PASSAGE FOR REVIEW »
--

The Lone Star tick (Amblyomma americanum) mostly looks like your average tick, with a tiny head and a big fat behind, except the adult female has a Texas-shaped spot on its back—thus the name.

Unlike other American ticks, the Lone Star feeds on humans at every stage of its life cycle. Even the larvae want our blood. You can’t get Lyme disease from the Lone Star tick, but you can get something even more mysterious: the inability to safely consume a bacon cheeseburger.

"The weird thing about [this reaction] is it can occur within three to 10 or 12 hours, so patients have no idea what prompted their allergic reactions," allergist Ronald Saff, of the Florida State University College of Medicine, told Business Insider.

What prompted them was STARI, or southern tick-associated rash illness. People with STARI may develop a circular rash like the one commonly seen in Lyme disease. They may feel achy, fatigued, and fevered. And their next meal could make them very, very sick.

--

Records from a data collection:
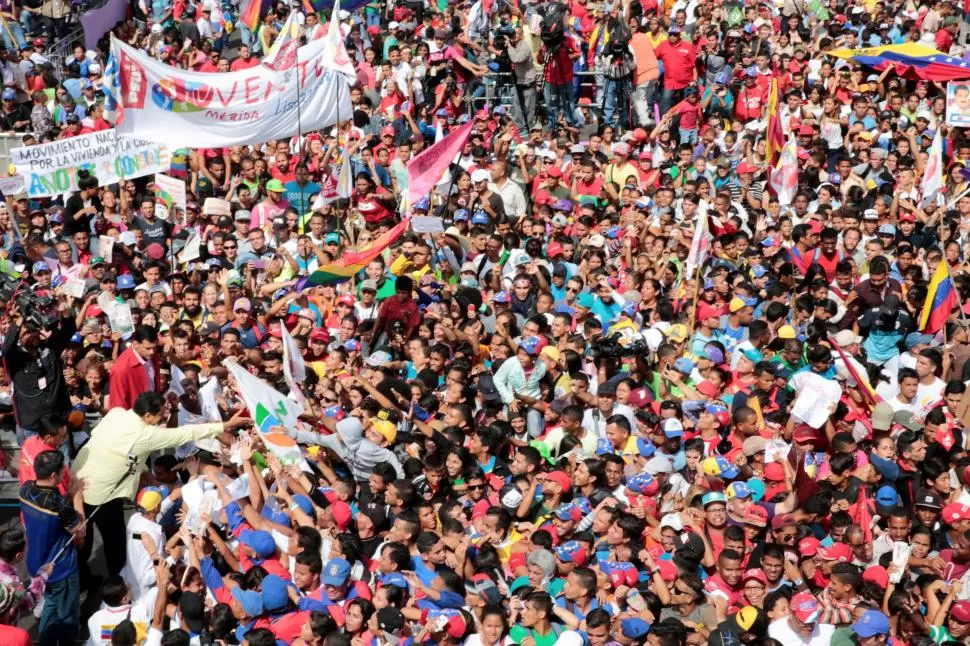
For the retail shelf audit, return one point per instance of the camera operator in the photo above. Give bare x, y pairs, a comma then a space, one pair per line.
524, 71
619, 64
32, 359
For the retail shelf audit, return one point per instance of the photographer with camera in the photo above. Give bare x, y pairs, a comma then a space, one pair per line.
520, 53
32, 349
618, 64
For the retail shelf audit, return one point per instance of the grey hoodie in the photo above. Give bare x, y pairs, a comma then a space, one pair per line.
358, 453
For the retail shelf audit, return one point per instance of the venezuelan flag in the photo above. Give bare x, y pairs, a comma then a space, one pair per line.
911, 61
252, 15
941, 298
351, 263
776, 135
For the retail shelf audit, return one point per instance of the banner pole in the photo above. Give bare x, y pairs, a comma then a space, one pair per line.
299, 135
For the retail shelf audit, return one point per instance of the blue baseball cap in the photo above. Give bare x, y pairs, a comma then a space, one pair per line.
887, 496
251, 602
394, 578
684, 365
275, 596
585, 300
634, 628
643, 483
259, 541
336, 573
672, 427
757, 489
712, 497
531, 344
738, 490
872, 622
570, 551
645, 448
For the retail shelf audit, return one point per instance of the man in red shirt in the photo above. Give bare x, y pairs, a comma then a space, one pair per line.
50, 436
558, 74
245, 61
752, 98
680, 67
945, 37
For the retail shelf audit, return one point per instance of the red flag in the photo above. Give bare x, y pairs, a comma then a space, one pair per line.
775, 133
869, 396
863, 517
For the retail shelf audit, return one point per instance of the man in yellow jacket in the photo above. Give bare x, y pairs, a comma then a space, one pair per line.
111, 464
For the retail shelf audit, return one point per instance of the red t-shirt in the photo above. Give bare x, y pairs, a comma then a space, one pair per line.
679, 61
28, 453
690, 115
240, 64
13, 636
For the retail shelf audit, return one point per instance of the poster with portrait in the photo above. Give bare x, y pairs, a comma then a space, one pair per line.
958, 104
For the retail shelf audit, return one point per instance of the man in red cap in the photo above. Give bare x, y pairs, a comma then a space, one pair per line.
802, 626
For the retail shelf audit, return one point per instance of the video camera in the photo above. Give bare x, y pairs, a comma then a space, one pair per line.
609, 347
39, 310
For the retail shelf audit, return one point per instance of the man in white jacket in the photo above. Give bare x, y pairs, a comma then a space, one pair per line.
517, 382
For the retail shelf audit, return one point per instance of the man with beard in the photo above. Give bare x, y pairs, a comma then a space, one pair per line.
726, 582
33, 364
192, 306
608, 304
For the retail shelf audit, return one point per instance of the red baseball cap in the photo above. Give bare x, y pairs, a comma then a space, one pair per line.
808, 546
561, 479
804, 605
836, 552
956, 511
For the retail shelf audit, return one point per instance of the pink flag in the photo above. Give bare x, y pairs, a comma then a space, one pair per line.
784, 176
424, 171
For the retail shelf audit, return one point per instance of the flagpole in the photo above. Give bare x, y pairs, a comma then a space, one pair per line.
299, 133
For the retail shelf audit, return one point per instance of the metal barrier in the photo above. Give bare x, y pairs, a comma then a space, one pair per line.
7, 142
499, 89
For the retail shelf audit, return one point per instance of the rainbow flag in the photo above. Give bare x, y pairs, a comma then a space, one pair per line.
351, 263
776, 135
941, 298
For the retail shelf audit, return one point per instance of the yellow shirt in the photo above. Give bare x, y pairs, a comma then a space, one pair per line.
104, 459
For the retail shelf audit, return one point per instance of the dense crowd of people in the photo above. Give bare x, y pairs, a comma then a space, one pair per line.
631, 391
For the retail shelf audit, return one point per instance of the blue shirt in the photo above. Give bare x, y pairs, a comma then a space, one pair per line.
47, 516
293, 195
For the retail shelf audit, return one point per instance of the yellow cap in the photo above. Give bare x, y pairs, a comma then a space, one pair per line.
746, 617
551, 352
678, 333
386, 429
787, 332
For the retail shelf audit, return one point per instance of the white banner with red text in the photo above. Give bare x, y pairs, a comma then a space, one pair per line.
52, 168
198, 110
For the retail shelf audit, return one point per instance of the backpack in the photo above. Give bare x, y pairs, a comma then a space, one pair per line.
552, 26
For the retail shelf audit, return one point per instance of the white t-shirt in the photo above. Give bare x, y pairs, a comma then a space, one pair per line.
139, 571
781, 630
927, 395
104, 620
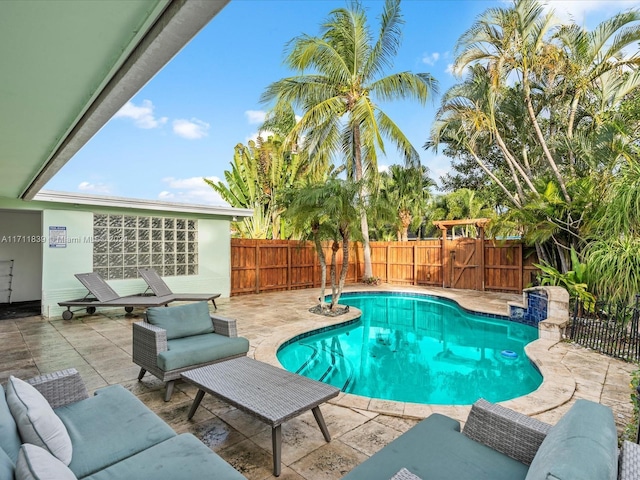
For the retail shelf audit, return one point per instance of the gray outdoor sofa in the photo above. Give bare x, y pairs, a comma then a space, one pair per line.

--

YOUR GOAL » Please list every symptom that the passage about the Lone Star tick says people with STARI may have.

RESPONSE »
- A circular rash
- Feeling achy
- Feeling fatigued
- Feeling fevered